- _EXERCISE OBJECTIVE_
Write each line out a second time, exactly as shown below.

- _MATERIAL SUPPLIED_
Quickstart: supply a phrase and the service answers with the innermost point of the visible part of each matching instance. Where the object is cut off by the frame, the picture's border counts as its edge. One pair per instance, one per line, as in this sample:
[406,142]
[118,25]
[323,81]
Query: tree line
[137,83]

- _ANSWER TO THIS EXERCISE_
Quickstart: supply a phrase and the service answers with the innermost point of the visible part of each matching instance. Where the object is cut off by the frame, the picture's border counts as its edge. One pair per instance, one per line, as in this sample:
[406,142]
[118,25]
[323,81]
Query: tree line
[137,83]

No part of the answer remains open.